- 一覧 -
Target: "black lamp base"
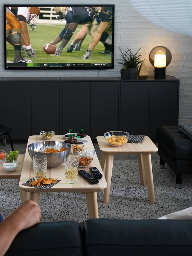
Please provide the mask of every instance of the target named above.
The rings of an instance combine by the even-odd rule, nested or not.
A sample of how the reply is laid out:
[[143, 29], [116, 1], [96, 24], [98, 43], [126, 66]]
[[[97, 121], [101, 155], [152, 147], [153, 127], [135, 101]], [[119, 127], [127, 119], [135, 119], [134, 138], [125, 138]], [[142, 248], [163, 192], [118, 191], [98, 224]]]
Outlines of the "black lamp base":
[[155, 78], [156, 79], [165, 79], [165, 68], [155, 67]]

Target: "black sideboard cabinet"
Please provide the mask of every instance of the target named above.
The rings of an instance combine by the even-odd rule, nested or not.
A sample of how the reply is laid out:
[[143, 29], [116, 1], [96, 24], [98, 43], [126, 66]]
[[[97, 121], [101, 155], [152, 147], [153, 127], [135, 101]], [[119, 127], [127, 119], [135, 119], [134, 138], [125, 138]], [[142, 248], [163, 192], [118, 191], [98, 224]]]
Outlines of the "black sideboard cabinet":
[[162, 125], [177, 125], [179, 80], [148, 78], [4, 78], [0, 121], [13, 138], [41, 130], [64, 134], [83, 128], [92, 138], [112, 130], [155, 138]]

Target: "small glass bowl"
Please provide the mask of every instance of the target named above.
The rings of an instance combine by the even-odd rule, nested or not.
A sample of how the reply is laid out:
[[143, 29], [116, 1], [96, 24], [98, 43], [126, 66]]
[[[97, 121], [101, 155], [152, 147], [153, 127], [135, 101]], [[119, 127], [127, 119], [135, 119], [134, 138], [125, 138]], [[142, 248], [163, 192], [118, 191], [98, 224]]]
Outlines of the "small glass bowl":
[[20, 164], [18, 160], [5, 160], [1, 162], [2, 166], [7, 171], [13, 171], [18, 168]]
[[86, 167], [92, 163], [93, 158], [91, 156], [81, 156], [79, 159], [79, 166], [80, 167]]
[[55, 135], [55, 132], [52, 131], [42, 131], [40, 135], [44, 140], [49, 140]]
[[71, 145], [71, 153], [73, 155], [77, 155], [78, 153], [79, 149], [83, 149], [84, 148], [84, 146], [82, 144], [72, 144]]
[[129, 134], [117, 131], [108, 132], [104, 134], [106, 142], [113, 147], [123, 146], [128, 141]]
[[79, 156], [92, 156], [95, 154], [95, 150], [91, 148], [80, 148], [77, 150]]

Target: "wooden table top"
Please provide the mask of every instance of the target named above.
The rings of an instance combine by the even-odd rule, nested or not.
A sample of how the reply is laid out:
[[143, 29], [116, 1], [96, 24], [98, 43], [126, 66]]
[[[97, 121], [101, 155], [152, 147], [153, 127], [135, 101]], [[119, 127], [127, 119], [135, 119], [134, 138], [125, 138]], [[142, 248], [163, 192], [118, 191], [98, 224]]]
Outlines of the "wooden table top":
[[0, 161], [0, 178], [1, 179], [18, 179], [21, 175], [21, 169], [23, 167], [25, 155], [18, 155], [17, 160], [20, 161], [18, 168], [13, 171], [7, 171], [3, 168]]
[[153, 154], [158, 150], [158, 149], [151, 139], [145, 136], [141, 143], [125, 143], [120, 147], [111, 146], [106, 141], [104, 136], [96, 137], [99, 148], [105, 154]]
[[[88, 142], [84, 145], [85, 148], [94, 148], [92, 142], [89, 136], [87, 136], [84, 139], [88, 141]], [[50, 140], [55, 140], [61, 142], [64, 140], [65, 139], [62, 137], [61, 135], [55, 135]], [[44, 141], [44, 140], [40, 135], [31, 136], [29, 137], [27, 145], [28, 145], [31, 143], [42, 141]], [[72, 155], [71, 153], [70, 155]], [[93, 157], [93, 160], [92, 164], [89, 167], [84, 168], [79, 167], [79, 169], [83, 169], [88, 172], [91, 173], [89, 167], [96, 167], [103, 174], [96, 153], [95, 153]], [[54, 178], [57, 179], [61, 180], [61, 181], [49, 189], [36, 188], [22, 185], [22, 184], [24, 182], [34, 177], [33, 162], [28, 153], [27, 146], [19, 183], [19, 186], [26, 192], [33, 192], [33, 191], [34, 192], [38, 191], [39, 192], [43, 192], [60, 191], [97, 192], [103, 189], [107, 186], [104, 175], [102, 178], [99, 180], [98, 183], [93, 185], [90, 183], [79, 175], [78, 175], [78, 181], [76, 183], [74, 184], [67, 183], [64, 180], [64, 163], [63, 163], [60, 165], [54, 168], [47, 169], [46, 177], [47, 178]]]

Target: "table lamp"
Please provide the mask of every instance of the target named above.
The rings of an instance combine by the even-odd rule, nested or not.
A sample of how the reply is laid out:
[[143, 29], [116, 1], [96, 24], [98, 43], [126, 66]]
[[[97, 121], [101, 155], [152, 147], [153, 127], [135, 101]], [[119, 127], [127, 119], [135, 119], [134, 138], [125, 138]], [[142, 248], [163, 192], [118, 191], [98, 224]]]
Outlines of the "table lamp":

- 課題 -
資料の冒頭から「[[155, 78], [156, 79], [165, 79], [165, 68], [155, 67]]」を含む行まで（その行も含む）を、一字も変えずに書き写せ。画像は答えに入れないこと。

- 出力 -
Target: "black lamp base"
Please provide the mask of every instance of the target named above.
The rings of an instance combine by the even-odd rule, nested or not.
A sample of how the reply is laid out:
[[143, 29], [116, 1], [96, 24], [98, 43], [126, 66]]
[[[97, 121], [101, 155], [152, 147], [153, 127], [135, 101]], [[119, 127], [127, 119], [135, 119], [134, 138], [125, 138]], [[142, 248], [163, 192], [118, 191], [98, 224]]]
Outlines of the "black lamp base":
[[155, 78], [156, 79], [165, 79], [165, 68], [155, 67]]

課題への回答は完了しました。